An exact transcription of all the records, free of pictures, is the expected answer.

(Excerpts from a dataset)
⁂
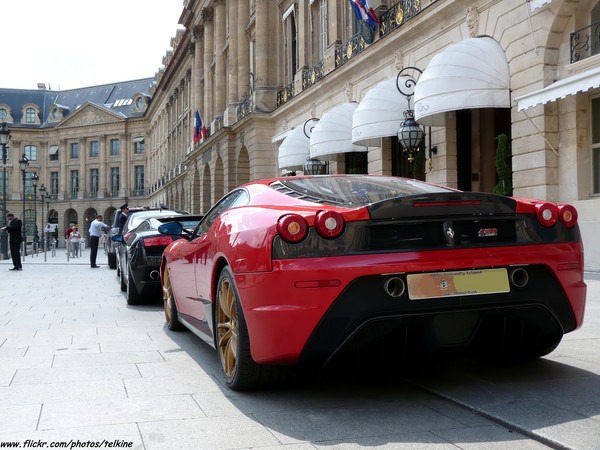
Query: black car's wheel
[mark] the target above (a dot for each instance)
(133, 297)
(232, 340)
(112, 260)
(171, 320)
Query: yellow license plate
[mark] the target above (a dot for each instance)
(454, 284)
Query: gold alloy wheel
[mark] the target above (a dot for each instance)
(168, 298)
(227, 328)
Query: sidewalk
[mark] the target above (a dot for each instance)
(80, 367)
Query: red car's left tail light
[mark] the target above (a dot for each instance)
(567, 215)
(292, 227)
(157, 240)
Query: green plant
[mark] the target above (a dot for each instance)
(504, 186)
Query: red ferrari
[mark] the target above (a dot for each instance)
(305, 270)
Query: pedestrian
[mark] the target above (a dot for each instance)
(74, 241)
(123, 217)
(95, 231)
(14, 230)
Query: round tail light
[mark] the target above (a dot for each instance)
(292, 227)
(568, 215)
(329, 224)
(547, 213)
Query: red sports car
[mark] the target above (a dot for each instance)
(305, 270)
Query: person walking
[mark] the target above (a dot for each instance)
(14, 230)
(123, 217)
(95, 231)
(74, 241)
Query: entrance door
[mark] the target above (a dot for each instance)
(476, 138)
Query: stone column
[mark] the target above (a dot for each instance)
(103, 168)
(207, 19)
(64, 173)
(220, 63)
(243, 47)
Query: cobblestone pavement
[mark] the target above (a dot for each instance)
(79, 368)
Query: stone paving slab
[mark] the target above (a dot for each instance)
(78, 363)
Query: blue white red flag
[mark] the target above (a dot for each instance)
(197, 126)
(200, 131)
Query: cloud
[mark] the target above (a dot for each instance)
(73, 43)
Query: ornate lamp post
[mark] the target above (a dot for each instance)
(35, 178)
(23, 164)
(4, 139)
(42, 192)
(410, 134)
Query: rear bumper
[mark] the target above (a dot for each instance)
(307, 310)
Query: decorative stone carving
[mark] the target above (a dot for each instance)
(473, 21)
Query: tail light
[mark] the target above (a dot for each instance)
(547, 213)
(329, 224)
(157, 240)
(567, 215)
(292, 227)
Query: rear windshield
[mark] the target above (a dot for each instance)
(353, 190)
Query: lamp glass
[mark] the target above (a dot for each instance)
(23, 163)
(410, 134)
(4, 134)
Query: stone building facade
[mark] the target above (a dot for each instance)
(277, 82)
(263, 72)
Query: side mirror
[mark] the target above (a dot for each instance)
(171, 228)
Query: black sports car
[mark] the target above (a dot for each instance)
(140, 252)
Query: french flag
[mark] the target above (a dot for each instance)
(200, 130)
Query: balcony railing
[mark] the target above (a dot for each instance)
(244, 109)
(284, 95)
(585, 42)
(397, 15)
(312, 75)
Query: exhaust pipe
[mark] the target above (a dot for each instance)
(394, 287)
(519, 277)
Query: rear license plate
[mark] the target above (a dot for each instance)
(454, 284)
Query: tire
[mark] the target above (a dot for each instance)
(171, 318)
(133, 297)
(112, 260)
(233, 342)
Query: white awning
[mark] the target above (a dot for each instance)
(333, 133)
(467, 75)
(581, 82)
(294, 150)
(536, 4)
(379, 114)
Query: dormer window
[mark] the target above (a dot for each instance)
(31, 114)
(139, 103)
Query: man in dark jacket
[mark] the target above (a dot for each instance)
(14, 230)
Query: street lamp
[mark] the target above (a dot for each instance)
(34, 180)
(23, 164)
(4, 140)
(47, 220)
(42, 192)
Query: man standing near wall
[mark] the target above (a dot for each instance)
(95, 231)
(13, 229)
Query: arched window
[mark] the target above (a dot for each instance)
(30, 115)
(31, 152)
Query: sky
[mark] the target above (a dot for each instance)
(68, 44)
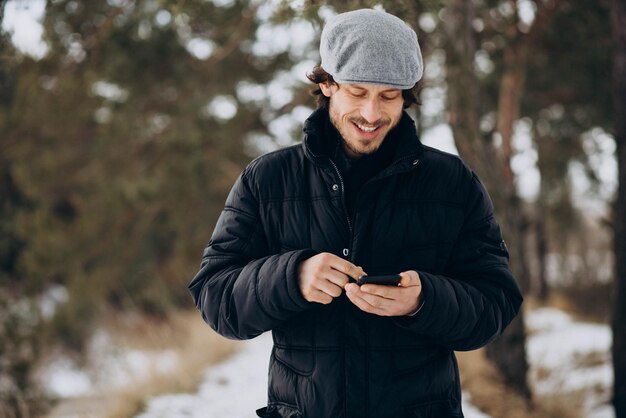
⁂
- _Problem solution_:
Query: black car's wheel
[mark] the target above (a dot for each instance)
(133, 297)
(232, 340)
(112, 260)
(171, 320)
Query: yellow license plate
[mark] the target above (a dot for each instance)
(454, 284)
Query: gold alloy wheel
[mark] the target above (a dot for each instance)
(168, 298)
(227, 328)
Query: sidewalk
[mark] the target above (a dot for each instance)
(80, 367)
Query: red car's left tail light
[mark] the target above (a dot for each instance)
(567, 215)
(292, 227)
(157, 240)
Query: green plant
[mark] the target above (a dot for each instance)
(504, 186)
Query: red ferrari
[mark] the target above (a dot for each instance)
(305, 270)
Query: pedestrian
[mark] the target above (a dot for each instance)
(74, 241)
(123, 217)
(95, 231)
(14, 230)
Query: round tail light
[mark] the target above (a dot for each instance)
(292, 227)
(568, 215)
(329, 224)
(547, 213)
Query: red sports car
[mark] the target above (a dot for each instance)
(305, 270)
Query: person walking
[mark] the target above (a dot for each instance)
(14, 230)
(123, 217)
(95, 231)
(74, 241)
Query: entrance door
[mark] the target above (a dot for each instance)
(476, 138)
Query: stone column
[mark] the target above (a dot for each instance)
(103, 168)
(207, 19)
(64, 173)
(220, 63)
(243, 47)
Query: cobblestone pavement
[mark] the target above (a dot for each instance)
(79, 368)
Query: stone paving slab
[mark] the target above (a dot for each instance)
(78, 363)
Query: blue white red flag
[mark] the target above (a dot for each instance)
(197, 126)
(200, 131)
Query: cloud
[mark] the target above (a dot for each instance)
(73, 43)
Query: ornate lamp post
[mark] the target above (a dot for each instance)
(35, 178)
(23, 164)
(4, 139)
(42, 192)
(410, 134)
Query: rear bumper
[mark] the target above (a dot for each instance)
(307, 310)
Query: decorative stone carving
[mark] the target above (a dot for each instance)
(473, 21)
Query: tail light
[mark] the target above (a dot for each instance)
(547, 213)
(329, 224)
(157, 240)
(567, 215)
(292, 227)
Query: rear windshield
[mark] the target above (a dot for each instance)
(353, 190)
Query: lamp glass
[mark] the target above (a dot for each instance)
(23, 163)
(410, 134)
(4, 134)
Query: stone building facade
[mark] the target above (a dot for each instance)
(277, 82)
(263, 72)
Query: side mirror
[mark] the target above (a dot for each instance)
(171, 228)
Query: black sports car
[mark] the target above (a dot for each instance)
(140, 252)
Query: french flag
[mark] the target above (a dot for each instance)
(200, 130)
Query: balcony railing
[mark] the target above (a dot for each instance)
(244, 109)
(284, 95)
(585, 42)
(397, 15)
(312, 75)
Query: exhaust pipe
[mark] the target above (a dot for each instance)
(394, 287)
(519, 277)
Query: rear license plate
[mark] the target above (a dot for each instance)
(454, 284)
Query: tire
[mark] the target above (a dot for each instance)
(171, 318)
(133, 297)
(112, 260)
(233, 342)
Query: white awning
[mark] the target above (a dot for each instance)
(333, 133)
(467, 75)
(581, 82)
(294, 150)
(536, 4)
(379, 114)
Query: dormer window
[mark] the target above (a dot for each instance)
(31, 114)
(139, 103)
Query: man in dark jacket
[mark] the target above (a dot for each instance)
(14, 230)
Query: street lamp
[mark] the target above (a dot for each instance)
(34, 180)
(23, 164)
(4, 140)
(47, 220)
(42, 192)
Query: man standing near wall
[mark] the target above (a dot for each instance)
(95, 231)
(13, 229)
Query: arched window
[mark] the target above (a dot for each instance)
(30, 115)
(31, 152)
Query: sky
[mark] the target above (a dot for each instance)
(68, 44)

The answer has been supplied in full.